# start of Records shown

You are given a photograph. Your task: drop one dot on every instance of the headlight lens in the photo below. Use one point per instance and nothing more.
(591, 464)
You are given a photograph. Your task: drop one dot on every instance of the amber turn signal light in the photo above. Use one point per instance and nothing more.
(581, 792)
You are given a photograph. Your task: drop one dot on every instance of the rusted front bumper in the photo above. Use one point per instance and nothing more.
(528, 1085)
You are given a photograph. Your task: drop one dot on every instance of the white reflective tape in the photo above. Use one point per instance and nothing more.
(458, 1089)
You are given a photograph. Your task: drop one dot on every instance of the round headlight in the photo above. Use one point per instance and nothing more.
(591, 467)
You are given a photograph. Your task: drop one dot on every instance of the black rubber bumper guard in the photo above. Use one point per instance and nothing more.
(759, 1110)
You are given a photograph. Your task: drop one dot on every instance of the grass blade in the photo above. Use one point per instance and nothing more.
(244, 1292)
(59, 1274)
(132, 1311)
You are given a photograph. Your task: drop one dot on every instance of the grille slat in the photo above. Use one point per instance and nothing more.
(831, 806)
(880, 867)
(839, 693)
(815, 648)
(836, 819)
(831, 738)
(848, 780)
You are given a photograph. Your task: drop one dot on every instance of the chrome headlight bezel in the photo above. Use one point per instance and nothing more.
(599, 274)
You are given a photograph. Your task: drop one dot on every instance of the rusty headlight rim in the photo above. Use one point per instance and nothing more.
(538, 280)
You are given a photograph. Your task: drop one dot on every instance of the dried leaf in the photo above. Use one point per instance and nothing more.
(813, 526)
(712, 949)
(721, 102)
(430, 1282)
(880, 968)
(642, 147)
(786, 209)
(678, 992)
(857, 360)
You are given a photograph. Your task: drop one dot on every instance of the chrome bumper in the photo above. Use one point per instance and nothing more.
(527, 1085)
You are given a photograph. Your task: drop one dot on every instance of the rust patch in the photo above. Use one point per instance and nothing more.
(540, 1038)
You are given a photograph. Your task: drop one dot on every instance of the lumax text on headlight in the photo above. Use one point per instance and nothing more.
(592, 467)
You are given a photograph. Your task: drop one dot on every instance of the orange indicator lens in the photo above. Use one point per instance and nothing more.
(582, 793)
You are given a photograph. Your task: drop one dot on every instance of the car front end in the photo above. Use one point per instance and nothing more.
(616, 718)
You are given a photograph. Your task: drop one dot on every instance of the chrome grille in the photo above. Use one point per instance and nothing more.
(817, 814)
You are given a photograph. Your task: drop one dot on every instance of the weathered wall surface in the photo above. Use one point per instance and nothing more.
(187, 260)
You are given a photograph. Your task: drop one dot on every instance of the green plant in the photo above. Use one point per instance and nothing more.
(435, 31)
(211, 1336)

# end of Records shown

# Task:
Can you reproduce all of the data above verbatim, keeping every line and every coordinate unchanged?

# Exercise response:
You are given a photograph. Your task: drop one dot on every instance of the headlight lens in the photo below. Use one point per instance and nothing more.
(591, 464)
You are given a photograph. Your task: drop one dot on every instance of the amber turn signal light in the photo above. Use one point per instance and nothing more.
(581, 792)
You are given a photograph. Your task: drop one dot on every instance of the rusted front bumper in the photo above. Use one point per instance and nothing more.
(528, 1085)
You are given a photograph. Your task: drop one dot on every instance of the white reflective tape in the photo above. Use one point per instance and nothing more.
(458, 1089)
You are given a photograph. Your task: drop one dot on every instance of the round headlight in the photo above. Use one point per instance and nothing more.
(591, 467)
You are given a photograph. Your task: drop one dot on every instance of the black rubber bumper guard in the photo above. Use one point per instance and nothing more.
(759, 1110)
You are given a photograph. Your task: drop one dot on every instance of the grass blade in the photo above. Use one point per instance and nothing more.
(244, 1292)
(59, 1274)
(132, 1311)
You are given a photograph. Your task: drop one dot on every instance of the grille slat in the photo above. Use one point per instance and nothing more.
(831, 806)
(880, 867)
(839, 693)
(815, 648)
(836, 819)
(831, 738)
(848, 780)
You are given a photograph. Your task: drop one dot on every instance of the chrome headlight bezel in the photo above. Use one point per instance and nothing more.
(599, 274)
You are given a photograph. Your task: drop one dot on every instance of the rusty headlight rim in the photo above. Use one point per instance and nothing more.
(538, 280)
You are given a photograph. Your task: drop one dot on every instance of the dried leaf in the photo above. Use one point per instance and nothing more.
(813, 526)
(712, 949)
(721, 102)
(430, 1282)
(880, 968)
(642, 147)
(786, 209)
(678, 992)
(857, 360)
You are given a photograph. Your task: drop one dot on every instance of the chrome bumper in the photo above. Use one point per instance and nothing more.
(527, 1085)
You are given a photograph. Your task: drop one dot on every instance of the rust patch in the photo above. Use one point per instance and nothing more.
(540, 1038)
You are given a photograph. Your task: drop one dot on every instance of the lumax text on headlight in the photo above. Use one point per instance and nothing more.
(592, 467)
You are given a photograph. Your task: drop one dot on every instance of the orange indicator lens in the photo above. Use one point per instance and nothing more.
(582, 793)
You are given a photograph. Your task: drop one dot on every instance of the car front end in the photo above. Use one point per instance and nothing more.
(616, 718)
You are given a photograph. Your task: drop one dot on every instance of the chrome grille in the photo above. Use one point per instance and nothing more.
(817, 814)
You are given a photograph. Your task: drop one dot on every instance of the weathered wall surface in the photo above. Use one point per instance and nothing more.
(187, 260)
You are given a photograph. Your task: drop one dot on every instance of the green plant in the photo above. Use one point per instance and nothing more.
(435, 31)
(211, 1336)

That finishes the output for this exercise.